● **Source extract**:
□ □ □ □ □ □ □
Medical College in Anantnag, India

Government Medical College, Anantnag (GMC Anantnag) is a tertiary referral Government Medical college in Anantnag, Jammu and Kashmir, India. It was established in the year 2019. The college is affiliated with University of Kashmir and is recognized by National Medical Commission. The hospital associated with the college is one of the largest hospitals in the Anantnag. The selection to the college is done on the basis of merit through National Eligibility and Entrance Test. As of 2026, yearly undergraduate student intake is for 150 seats. It is associated with the District Hospital Anantnag, (MMABH). It was the first medical college out of Srinagar district which got permission for RT-PCR testing. A vaccination program (Co-Win) is underway. The college published its first magazine, MEDCOLANG, in June 2021. First time in J&K; KASOCON 2022-North Zone Conference of Indian Association of Surgical Oncology (IASO) was held at GMC Anantnag on 13 and 14 May 2022.
□ □ □ □ □ □ □
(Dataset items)
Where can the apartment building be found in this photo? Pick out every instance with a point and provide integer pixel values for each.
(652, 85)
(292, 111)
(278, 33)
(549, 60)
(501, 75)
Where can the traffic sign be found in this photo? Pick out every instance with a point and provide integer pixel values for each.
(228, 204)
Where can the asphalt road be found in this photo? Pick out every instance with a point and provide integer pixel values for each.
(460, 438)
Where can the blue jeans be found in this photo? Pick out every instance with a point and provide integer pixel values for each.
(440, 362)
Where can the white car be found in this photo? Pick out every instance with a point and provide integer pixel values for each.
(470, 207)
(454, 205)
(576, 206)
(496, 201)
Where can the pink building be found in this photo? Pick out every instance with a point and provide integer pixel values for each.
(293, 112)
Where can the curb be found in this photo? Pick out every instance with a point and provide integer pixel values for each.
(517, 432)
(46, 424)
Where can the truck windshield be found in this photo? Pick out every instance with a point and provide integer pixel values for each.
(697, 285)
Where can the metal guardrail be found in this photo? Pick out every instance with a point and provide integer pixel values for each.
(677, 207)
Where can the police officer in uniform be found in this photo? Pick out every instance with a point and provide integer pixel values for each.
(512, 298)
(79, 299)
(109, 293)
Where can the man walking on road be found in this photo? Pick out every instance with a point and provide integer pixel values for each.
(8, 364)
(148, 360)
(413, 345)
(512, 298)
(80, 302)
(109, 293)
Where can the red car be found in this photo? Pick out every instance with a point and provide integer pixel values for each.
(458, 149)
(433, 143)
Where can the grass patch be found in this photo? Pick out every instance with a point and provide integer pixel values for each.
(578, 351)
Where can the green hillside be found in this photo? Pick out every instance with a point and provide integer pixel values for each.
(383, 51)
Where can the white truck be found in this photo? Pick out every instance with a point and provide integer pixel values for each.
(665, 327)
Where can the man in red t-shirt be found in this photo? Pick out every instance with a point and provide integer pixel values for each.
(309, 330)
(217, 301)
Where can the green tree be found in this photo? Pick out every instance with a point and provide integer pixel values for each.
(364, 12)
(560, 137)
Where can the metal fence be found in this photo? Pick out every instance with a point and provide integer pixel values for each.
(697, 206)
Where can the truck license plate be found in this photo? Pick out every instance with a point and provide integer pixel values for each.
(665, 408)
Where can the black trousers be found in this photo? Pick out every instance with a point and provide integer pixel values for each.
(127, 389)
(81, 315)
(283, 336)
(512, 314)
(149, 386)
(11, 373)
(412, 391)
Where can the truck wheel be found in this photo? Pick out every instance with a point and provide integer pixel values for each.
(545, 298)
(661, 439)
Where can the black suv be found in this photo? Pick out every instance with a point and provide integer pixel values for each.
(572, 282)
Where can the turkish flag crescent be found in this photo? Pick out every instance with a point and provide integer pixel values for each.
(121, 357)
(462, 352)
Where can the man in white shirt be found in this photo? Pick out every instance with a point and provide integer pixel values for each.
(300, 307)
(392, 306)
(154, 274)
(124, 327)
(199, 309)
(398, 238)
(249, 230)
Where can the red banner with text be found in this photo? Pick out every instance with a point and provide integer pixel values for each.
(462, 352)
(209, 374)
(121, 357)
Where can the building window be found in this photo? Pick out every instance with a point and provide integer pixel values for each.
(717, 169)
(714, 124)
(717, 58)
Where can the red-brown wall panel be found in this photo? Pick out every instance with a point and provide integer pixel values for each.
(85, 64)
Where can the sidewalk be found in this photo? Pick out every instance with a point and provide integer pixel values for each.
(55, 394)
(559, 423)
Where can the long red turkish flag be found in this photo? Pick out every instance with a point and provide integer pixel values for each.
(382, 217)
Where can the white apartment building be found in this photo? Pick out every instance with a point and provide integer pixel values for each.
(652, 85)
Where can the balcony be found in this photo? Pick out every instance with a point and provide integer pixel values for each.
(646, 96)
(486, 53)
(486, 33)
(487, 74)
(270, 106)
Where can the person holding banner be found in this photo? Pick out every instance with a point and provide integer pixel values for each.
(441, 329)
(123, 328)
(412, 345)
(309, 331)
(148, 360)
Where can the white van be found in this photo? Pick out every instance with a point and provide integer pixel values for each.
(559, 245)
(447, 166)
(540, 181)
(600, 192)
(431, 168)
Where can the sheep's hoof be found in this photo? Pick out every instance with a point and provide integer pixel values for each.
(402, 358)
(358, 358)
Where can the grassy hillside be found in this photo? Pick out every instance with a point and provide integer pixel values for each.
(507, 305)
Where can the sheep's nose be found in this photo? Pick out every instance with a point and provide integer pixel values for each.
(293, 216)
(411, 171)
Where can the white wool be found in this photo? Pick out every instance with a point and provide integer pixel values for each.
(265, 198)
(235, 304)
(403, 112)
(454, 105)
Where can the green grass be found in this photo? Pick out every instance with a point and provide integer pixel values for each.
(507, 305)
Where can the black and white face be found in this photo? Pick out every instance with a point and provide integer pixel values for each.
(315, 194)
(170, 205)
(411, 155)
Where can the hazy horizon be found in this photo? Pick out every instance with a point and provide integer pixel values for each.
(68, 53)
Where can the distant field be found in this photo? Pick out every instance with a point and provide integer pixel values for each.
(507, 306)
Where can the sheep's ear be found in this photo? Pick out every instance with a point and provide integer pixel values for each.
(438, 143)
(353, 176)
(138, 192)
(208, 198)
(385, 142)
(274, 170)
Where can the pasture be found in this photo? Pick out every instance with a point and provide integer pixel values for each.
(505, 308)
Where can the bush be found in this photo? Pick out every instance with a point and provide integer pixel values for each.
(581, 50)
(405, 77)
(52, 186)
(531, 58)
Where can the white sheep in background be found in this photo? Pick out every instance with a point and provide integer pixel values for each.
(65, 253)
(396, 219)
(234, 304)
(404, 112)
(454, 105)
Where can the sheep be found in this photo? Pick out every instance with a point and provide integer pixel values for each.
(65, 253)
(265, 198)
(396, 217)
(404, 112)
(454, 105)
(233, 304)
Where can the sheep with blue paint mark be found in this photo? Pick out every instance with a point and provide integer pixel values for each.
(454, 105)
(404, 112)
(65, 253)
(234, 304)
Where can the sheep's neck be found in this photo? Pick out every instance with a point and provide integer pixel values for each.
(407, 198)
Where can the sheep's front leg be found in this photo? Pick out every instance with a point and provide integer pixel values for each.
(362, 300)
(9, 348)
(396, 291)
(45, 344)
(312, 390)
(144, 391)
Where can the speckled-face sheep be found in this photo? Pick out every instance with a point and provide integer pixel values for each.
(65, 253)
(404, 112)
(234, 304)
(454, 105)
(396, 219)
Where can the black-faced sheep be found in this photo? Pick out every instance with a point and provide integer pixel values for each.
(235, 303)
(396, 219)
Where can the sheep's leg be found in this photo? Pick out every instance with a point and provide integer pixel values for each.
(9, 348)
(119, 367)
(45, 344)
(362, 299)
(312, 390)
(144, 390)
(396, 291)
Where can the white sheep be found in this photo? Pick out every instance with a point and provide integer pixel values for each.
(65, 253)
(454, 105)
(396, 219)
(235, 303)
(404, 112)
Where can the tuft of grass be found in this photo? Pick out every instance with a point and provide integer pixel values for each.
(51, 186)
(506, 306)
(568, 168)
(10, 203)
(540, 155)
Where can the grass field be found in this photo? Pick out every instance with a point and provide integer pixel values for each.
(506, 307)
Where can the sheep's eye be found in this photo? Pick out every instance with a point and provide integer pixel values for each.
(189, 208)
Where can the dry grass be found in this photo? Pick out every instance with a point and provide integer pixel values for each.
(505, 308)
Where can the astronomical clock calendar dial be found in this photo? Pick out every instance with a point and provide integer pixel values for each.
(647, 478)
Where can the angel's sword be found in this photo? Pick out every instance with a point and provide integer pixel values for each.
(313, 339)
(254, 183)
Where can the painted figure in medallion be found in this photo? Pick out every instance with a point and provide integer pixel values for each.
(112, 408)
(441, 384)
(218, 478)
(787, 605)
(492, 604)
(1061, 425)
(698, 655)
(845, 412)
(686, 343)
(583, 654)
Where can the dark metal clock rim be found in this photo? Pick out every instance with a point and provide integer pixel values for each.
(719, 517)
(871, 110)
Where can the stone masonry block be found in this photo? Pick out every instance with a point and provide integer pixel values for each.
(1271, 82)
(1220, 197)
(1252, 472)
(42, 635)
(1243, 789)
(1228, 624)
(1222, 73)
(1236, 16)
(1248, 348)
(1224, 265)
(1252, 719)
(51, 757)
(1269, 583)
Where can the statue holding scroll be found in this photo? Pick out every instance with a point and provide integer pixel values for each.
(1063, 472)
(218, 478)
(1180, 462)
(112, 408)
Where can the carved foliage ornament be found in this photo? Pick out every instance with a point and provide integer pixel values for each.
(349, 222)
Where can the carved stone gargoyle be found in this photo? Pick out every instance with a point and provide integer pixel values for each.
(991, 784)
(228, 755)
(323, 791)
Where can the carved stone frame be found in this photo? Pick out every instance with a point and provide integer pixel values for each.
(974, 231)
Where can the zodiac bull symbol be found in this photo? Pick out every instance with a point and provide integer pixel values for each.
□ □ □ □ □ □ □
● **Tasks**:
A: Render this sentence from the GMC Anantnag passage into Spanish: "The college published its first magazine, MEDCOLANG, in June 2021."
B: Take the GMC Anantnag passage further, beginning right after its last sentence.
These data are separate from the GMC Anantnag passage.

● **Task answers**:
A: La facultad publicó su primera revista, MEDCOLANG, en junio de 2021.

B:
==Courses==
Government Medical College, Anantnag undertakes education and training of MBBS courses. This college has been offering 150 MBBS seats of which 15% are filled by MCC for AIQ, rest 85% are filled by JKBOPEE as state quota. Nursing and Paramedical courses are also offered, whose admission test is conducted by JKBOPEE. GMC Anantnag offers DNB courses in several clinical and non-clinical specialties, which are filled using NEET-PG score by MCC, currently GMC Anantnag has got approval for 32 DNB seats from NBE.